Page text

start

That would be Salt Water Taffy.
I got turned onto this series by my co-worker who would rave about the lush heavy lineworks and the overrall sense of adventure that seems to permeate each and every page.
I was lucky enough to meet up with Salt Water Taffy creator Matt Loux at the Toronto Comic Art Festival, our interview (with questions from my co-worker, who felt she’d go ‘all screaming fan girl on him’ should she meet him) is below.
Pete DeCourcy: If you could, describe Salt Water Taffy.
Matt Loux: Salt Water Taffy is an all ages series. It’s about two young brothers, Jack and Benny, and they’re on a summer long vacation to a mysterious seaside town in Maine called Chowder Bay. It’s all about the different adventures they get into in this town. They encounter sea monsters, or ghost stories, some treasure hunts and that sort of thing. It’s an ongoing series. There’s three volumes out right now with the fourth and fifth on the way.
PD: Since you have an older brother, how much of that relationship is the basis for Jack and Benny?

end

Objectives
A. Based on the Salt Water Taffy interview above, decide whether each statement agrees with it and back each yes or no with the deciding words quoted from the interview: (i) The series follows two young brothers named Jack and Benny. (ii) Chowder Bay is a seaside town in Massachusetts. (iii) The interview took place at the Toronto Comic Art Festival.
B. Write the next part of the Salt Water Taffy interview above, picking up right after its final line.

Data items
start

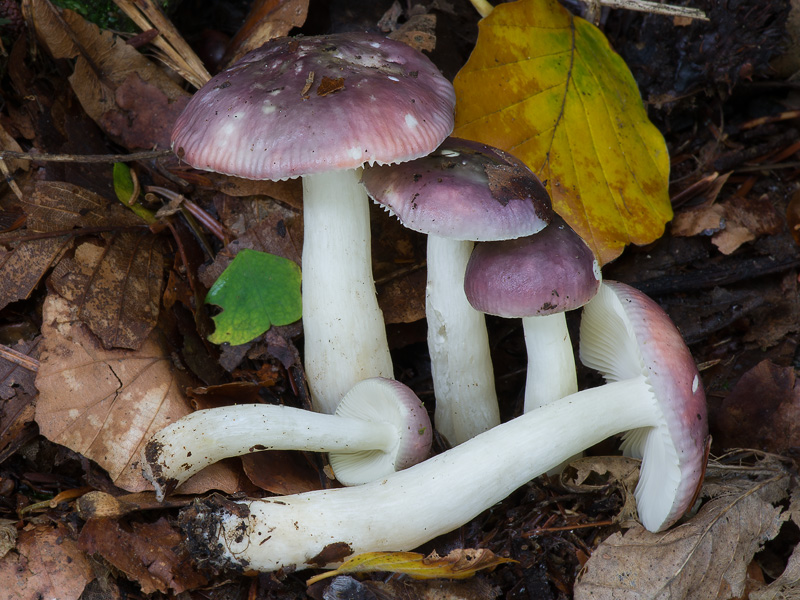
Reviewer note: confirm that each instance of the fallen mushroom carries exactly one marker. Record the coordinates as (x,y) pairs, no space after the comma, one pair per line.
(320,107)
(380,427)
(462,192)
(537,278)
(657,395)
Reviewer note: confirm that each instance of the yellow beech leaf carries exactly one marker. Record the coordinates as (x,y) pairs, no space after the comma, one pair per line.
(547,87)
(459,564)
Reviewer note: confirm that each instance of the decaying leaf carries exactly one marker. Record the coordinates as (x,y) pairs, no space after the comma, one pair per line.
(116,287)
(706,557)
(267,19)
(148,553)
(731,223)
(46,564)
(121,90)
(546,86)
(23,267)
(106,404)
(594,473)
(59,206)
(761,411)
(458,564)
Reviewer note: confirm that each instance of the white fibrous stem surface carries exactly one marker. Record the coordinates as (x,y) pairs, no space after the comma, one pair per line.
(410,507)
(207,436)
(343,327)
(551,360)
(461,365)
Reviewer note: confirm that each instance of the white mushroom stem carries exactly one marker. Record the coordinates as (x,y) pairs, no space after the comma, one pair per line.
(551,360)
(431,498)
(207,436)
(345,336)
(461,365)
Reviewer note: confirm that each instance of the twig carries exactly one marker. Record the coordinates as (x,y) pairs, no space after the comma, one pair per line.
(85,158)
(178,55)
(18,358)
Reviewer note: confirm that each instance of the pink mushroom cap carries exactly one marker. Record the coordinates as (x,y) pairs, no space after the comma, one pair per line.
(306,105)
(464,190)
(550,272)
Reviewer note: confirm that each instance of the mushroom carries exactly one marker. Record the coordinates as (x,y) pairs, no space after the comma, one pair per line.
(461,193)
(319,108)
(537,278)
(654,390)
(380,426)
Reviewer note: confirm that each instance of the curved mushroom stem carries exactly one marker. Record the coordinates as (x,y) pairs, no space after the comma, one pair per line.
(413,506)
(461,365)
(207,436)
(551,360)
(345,336)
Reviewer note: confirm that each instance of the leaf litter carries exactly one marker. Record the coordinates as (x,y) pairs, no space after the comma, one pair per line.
(107,376)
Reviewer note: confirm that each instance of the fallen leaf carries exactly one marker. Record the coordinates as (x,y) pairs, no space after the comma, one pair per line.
(116,287)
(545,86)
(106,404)
(349,588)
(621,472)
(458,564)
(706,557)
(267,19)
(731,223)
(148,553)
(47,564)
(106,66)
(56,206)
(761,411)
(22,268)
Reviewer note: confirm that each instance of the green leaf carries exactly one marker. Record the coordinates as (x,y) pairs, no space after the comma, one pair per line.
(256,291)
(126,192)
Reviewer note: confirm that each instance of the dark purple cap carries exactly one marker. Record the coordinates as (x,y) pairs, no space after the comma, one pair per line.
(463,190)
(549,272)
(305,105)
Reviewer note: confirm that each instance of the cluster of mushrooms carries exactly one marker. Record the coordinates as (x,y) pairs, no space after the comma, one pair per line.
(359,116)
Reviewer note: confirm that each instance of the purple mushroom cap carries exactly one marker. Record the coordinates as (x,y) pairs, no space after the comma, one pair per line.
(672,375)
(463,190)
(305,105)
(549,272)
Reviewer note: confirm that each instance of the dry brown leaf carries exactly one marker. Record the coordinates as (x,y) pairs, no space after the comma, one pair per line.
(58,206)
(103,64)
(619,471)
(731,223)
(706,557)
(787,585)
(267,19)
(148,553)
(762,411)
(23,267)
(106,404)
(116,287)
(47,564)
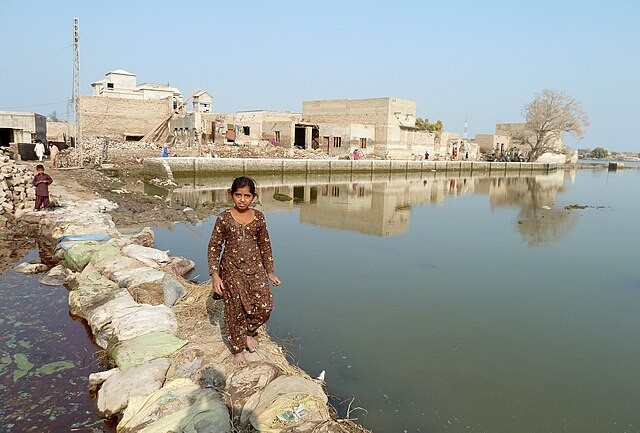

end

Answers to the problems
A.
(i) Yes: "It’s about two young brothers, Jack and Benny"
(ii) No: "a mysterious seaside town in Maine called Chowder Bay"
(iii) Yes: "I was lucky enough to meet up with Salt Water Taffy creator Matt Loux at the Toronto Comic Art Festival"

B.
ML: Definitely a lot of it. Especially the root of it and even the look of the characters is based on my brother and me when we were kids. I’m a younger brother and my brother Jesse is about two years older than me but that’s just a kind of a starting point though. I’d say that we definitely had that sort of an adversarial relationship when we were that age. And when you’re on a vacation, you’re forced to be each others friend and hang out with each other whether you like each other or not, it always happens. There can always be a little clashing as it is with the characters in the book. So there’s definitely a lot of me and my brother in that.
PD: So Jack and Benny, the names, is that an homage to Jack Benny?
ML: Yes, it is. It’s kind of an organic homage, because I originally wanted to name the younger brother Benny and I figured I should just name the older brother Jack. It’s a little bit of an homage because I grew up watching, loving the old comedians – Jack Benny, Bob Hope, the Road movies. I love that stuff – the Marx Brothers and it’s kind of funny, because that was comedy to everybody then but it really speaks to kids I think. Even now kids love Marx Brothers. I loved that stuff. It was some of the first comedy I ever watched, that old stuff.
PD: Aside from the covers for the trades, SideScrollers, F-Stop, they are all in black and white. Have you ever thought about re-releasing some of these comics in colour?
ML: I would like to and if anyone else agrees with that, they should ask my publishers. A lot of it is that it’s expensive to do colour. We’re a small company but I would love to do it in colour someday. We’ve definitely thought about doing that. In the future that might actually happen. If you are interested in seeing Salt Water Taffy in colour write Oni Press and demand it. I actually do enjoy artistically working in black and white.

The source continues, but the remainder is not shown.